▶ **Document**
<<<<

And we load it like this:

 XDocument feed = XDocument.Load(m_refreshUri);

Populate the Tweet Collection

With the document loaded we can now start pulling out the data we want.  First we need to define the ATOM namespace:

 XNamespace atomNS = "https://www.w3.org/2005/Atom";

Next we need to iterate over every “entry” element in the feed and extract the data we care about.  LINQ makes this a breeze (though perhaps a bit tough to debug and grok at first).

 m_tweets = (from tweet in feed.Descendants(atomNS + "entry")
    select new Tweet
    {
        Title = (string)tweet.Element(atomNS + "title"),
        Published = DateTime.Parse((string)tweet.Element(atomNS + "published")),
        Id = (string)tweet.Element(atomNS + "id"),
        Link = tweet.Elements(atomNS + "link")
            .Where(link => (string)link.Attribute("rel") == "alternate")
            .Select(link => (string)link.Attribute("href"))
            .First(),
        Author = (from author in tweet.Descendants(atomNS + "author")
            select new Author
            {
                Name = (string)author.Element(atomNS + "name"),
                Uri = (string)author.Element(atomNS + "uri"),
            }).First(),
    }).ToList<Tweet>();

Store the High-watermark

Finally we want to load the high watermark so we don’t ask for data twice.  This is just a matter of loading the “refresh” link from the top-level feed elements.

 m_refreshUri = feed.Descendants(atomNS + "link")
    .Where(link => link.Attribute("rel").Value == "refresh")
    .Select(link => link.Attribute("href").Value)
    .First();

Putting it all Together

Not to put it all together you can create a collection of TweetStream’s and refresh them in a loop – printing out the tweets as you find them.

>>>>

▶ **Dataset excerpts**

<<<<

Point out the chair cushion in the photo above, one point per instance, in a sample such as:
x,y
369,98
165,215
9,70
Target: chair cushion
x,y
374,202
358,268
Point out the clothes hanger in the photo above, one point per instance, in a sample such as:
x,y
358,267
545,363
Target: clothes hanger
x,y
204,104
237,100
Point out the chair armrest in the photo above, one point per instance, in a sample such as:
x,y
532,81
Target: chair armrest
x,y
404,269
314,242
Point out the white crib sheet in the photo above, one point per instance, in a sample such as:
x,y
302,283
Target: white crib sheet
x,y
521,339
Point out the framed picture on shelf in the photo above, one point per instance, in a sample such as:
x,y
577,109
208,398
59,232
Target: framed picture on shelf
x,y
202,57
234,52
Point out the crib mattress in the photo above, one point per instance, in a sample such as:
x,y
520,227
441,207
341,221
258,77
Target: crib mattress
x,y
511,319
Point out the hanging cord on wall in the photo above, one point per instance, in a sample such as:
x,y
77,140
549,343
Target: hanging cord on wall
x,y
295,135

>>>>

▶ **Requests**
**A)** In the feed-parsing text, which link is loaded to store the high watermark?
**B)** From the feed-parsing text, return word for word the passage starting at "Store the High-watermark" and ending at "you find them.".

▶ **Per-task outputs**
**A)** The "refresh" link from the top-level feed elements.

**B)**
Store the High-watermark

Finally we want to load the high watermark so we don’t ask for data twice.  This is just a matter of loading the “refresh” link from the top-level feed elements.

 m_refreshUri = feed.Descendants(atomNS + "link")
    .Where(link => link.Attribute("rel").Value == "refresh")
    .Select(link => link.Attribute("href").Value)
    .First();

Putting it all Together

Not to put it all together you can create a collection of TweetStream’s and refresh them in a loop – printing out the tweets as you find them.